*What is asked*. Set down every record once more, exactly as given.

[Stored entries]
* * * *

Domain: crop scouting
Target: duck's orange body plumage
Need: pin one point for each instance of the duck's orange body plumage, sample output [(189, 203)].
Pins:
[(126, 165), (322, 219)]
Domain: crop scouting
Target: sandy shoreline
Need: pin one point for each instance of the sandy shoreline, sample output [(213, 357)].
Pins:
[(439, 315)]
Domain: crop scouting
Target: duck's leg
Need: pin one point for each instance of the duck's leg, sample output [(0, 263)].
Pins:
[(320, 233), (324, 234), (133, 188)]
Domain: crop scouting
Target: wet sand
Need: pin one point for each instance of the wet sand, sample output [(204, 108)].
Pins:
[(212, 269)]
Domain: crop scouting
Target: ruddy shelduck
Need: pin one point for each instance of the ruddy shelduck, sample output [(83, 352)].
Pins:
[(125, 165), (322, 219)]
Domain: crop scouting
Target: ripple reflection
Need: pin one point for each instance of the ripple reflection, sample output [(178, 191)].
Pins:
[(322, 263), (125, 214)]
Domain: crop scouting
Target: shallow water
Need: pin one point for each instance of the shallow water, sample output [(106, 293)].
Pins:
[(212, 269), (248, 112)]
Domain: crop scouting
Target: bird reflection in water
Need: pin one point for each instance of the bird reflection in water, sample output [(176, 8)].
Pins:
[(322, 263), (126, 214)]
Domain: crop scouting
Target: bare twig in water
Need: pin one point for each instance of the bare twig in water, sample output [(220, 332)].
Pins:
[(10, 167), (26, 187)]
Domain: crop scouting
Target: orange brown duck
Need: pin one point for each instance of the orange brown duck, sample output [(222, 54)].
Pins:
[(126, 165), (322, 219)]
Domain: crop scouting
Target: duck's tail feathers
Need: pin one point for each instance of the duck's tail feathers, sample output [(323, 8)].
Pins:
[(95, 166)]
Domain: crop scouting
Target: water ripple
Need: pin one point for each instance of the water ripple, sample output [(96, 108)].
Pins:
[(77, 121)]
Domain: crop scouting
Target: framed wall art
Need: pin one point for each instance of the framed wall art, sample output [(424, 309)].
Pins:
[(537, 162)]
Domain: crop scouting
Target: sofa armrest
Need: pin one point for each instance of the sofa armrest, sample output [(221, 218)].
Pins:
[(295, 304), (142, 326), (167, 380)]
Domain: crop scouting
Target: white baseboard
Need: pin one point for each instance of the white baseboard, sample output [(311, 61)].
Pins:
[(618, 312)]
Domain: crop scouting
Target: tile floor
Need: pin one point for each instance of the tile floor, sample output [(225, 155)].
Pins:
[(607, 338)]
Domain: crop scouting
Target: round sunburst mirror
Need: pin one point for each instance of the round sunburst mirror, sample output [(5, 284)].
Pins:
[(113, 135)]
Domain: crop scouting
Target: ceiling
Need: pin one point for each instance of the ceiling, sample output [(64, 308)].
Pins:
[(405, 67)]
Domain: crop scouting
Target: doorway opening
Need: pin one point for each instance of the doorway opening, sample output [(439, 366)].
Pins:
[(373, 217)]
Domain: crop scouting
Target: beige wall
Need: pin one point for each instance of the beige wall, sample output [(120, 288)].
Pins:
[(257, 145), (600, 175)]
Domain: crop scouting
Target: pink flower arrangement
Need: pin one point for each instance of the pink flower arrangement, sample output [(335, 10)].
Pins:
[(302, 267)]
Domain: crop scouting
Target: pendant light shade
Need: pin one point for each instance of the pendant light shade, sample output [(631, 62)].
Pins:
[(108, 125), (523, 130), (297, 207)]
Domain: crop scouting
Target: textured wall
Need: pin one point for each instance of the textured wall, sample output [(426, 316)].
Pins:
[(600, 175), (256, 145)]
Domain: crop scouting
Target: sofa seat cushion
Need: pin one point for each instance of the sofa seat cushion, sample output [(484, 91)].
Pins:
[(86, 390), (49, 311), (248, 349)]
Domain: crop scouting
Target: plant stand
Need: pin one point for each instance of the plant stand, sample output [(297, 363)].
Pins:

* * * *

*Reply*.
Domain: crop scouting
Target: duck's orange body plumage
Need: pin one point for each instance of the duck's orange body plumage, sample output [(189, 203)].
Pins:
[(126, 165), (322, 219)]
Domain: crop scouting
Target: sandy shoreline
Need: pin one point for each instance of the sandy shoreline, sample output [(213, 357)].
Pins:
[(439, 315)]
Domain: crop scouting
Target: duck's leg
Need: pin one point for each instance of the duck's leg, sample output [(0, 263)].
Pins:
[(320, 233), (324, 234), (133, 188)]
Domain: crop scouting
Target: wet sand
Need: pin one point for each instance of the wet sand, sample output [(204, 108)].
Pins:
[(212, 269)]
Domain: crop scouting
Target: ruddy shelduck
Need: pin one point for each instance of the ruddy shelduck, sample output [(83, 352)].
Pins:
[(125, 165), (322, 219)]
Domain: crop scouting
Target: ripple reflection
Need: pin one point for each instance of the ripple reflection, sample output [(178, 191)].
Pins:
[(322, 263), (125, 214)]
Domain: crop scouting
Target: shallow water
Need: pin one point for each instance of the shallow water, sample output [(106, 293)].
Pins:
[(212, 269), (248, 112)]
Domain: crop scouting
Target: bird reflection in water
Need: pin one point for each instance of the bird reflection in water, sample output [(176, 8)].
Pins:
[(322, 263), (126, 214)]
Domain: crop scouting
Target: bare twig in water
Need: pin one point for each instance of the bare twig in water, sample output [(220, 332)].
Pins:
[(10, 167), (26, 187)]
Domain: crop scouting
Target: orange brown duck
Need: pin one point for each instance of the orange brown duck, sample output [(222, 54)].
Pins:
[(126, 165), (322, 219)]
Domain: crop scouting
Target: duck's tail feathers
Need: pin one point for each instance of the duck's tail feathers, sample output [(323, 8)].
Pins:
[(95, 166)]
Domain: crop scouting
Target: water ripple
Need: pin one point for each instance of the water ripple, sample output [(96, 108)].
Pins:
[(77, 121)]
Domain: crop scouting
Target: framed wall art
Need: pin one point for each instance of the framed wall art, sample output [(424, 309)].
Pins:
[(537, 162)]
Domain: crop scouting
Target: sofa armrest
Need: pin one point for each instance of the sofa armrest, sample output [(221, 218)].
Pins:
[(295, 304), (142, 326), (167, 380)]
Domain: crop scouting
Target: white baseboard
Need: pin one point for each instance of the white baseboard, sample output [(311, 61)].
Pins:
[(618, 312)]
Domain: crop scouting
Target: tile floor
Need: pin one point for each instance of the tile floor, sample output [(225, 155)].
Pins:
[(607, 338)]
Domain: crop scouting
Target: round sunburst mirror
Need: pin one point for each instance of the round sunburst mirror, sample output [(5, 284)].
Pins:
[(113, 135)]
Domain: crop scouting
Target: ceiling
Need: pin one point for each instance of the ceiling, sample output [(64, 308)].
Pins:
[(405, 67)]
Domain: crop scouting
Target: doorway opening
Need: pin one point for each instance of the doorway opening, sample output [(439, 366)].
Pins:
[(373, 217)]
Domain: crop scouting
Target: beige wall
Need: pin one point for each instance of the beige wall, sample output [(120, 288)].
Pins:
[(257, 145), (600, 175)]
Domain: crop scouting
Target: pink flower arrangement
Need: pin one point for each instance of the pink flower arrangement, sample output [(335, 10)].
Pins:
[(302, 267)]
Domain: crop scouting
Target: pendant light shade
Need: pin one point for each instance of the pendant light shade, sample output [(631, 62)].
Pins:
[(108, 125), (523, 130), (297, 207)]
Domain: crop scouting
Target: textured wall
Need: pin one point for each instance of the textured wall, sample output [(426, 316)].
Pins:
[(600, 175), (256, 145)]
Domain: crop scouting
Target: sofa seat cushion
Need: pin one point for each instance of the sofa seat cushion, sample output [(484, 91)].
Pins:
[(86, 390), (49, 311), (248, 349)]
Domain: crop scouting
Target: plant stand
Need: pin one point for each instance of the plant stand, sample output [(297, 363)].
Pins:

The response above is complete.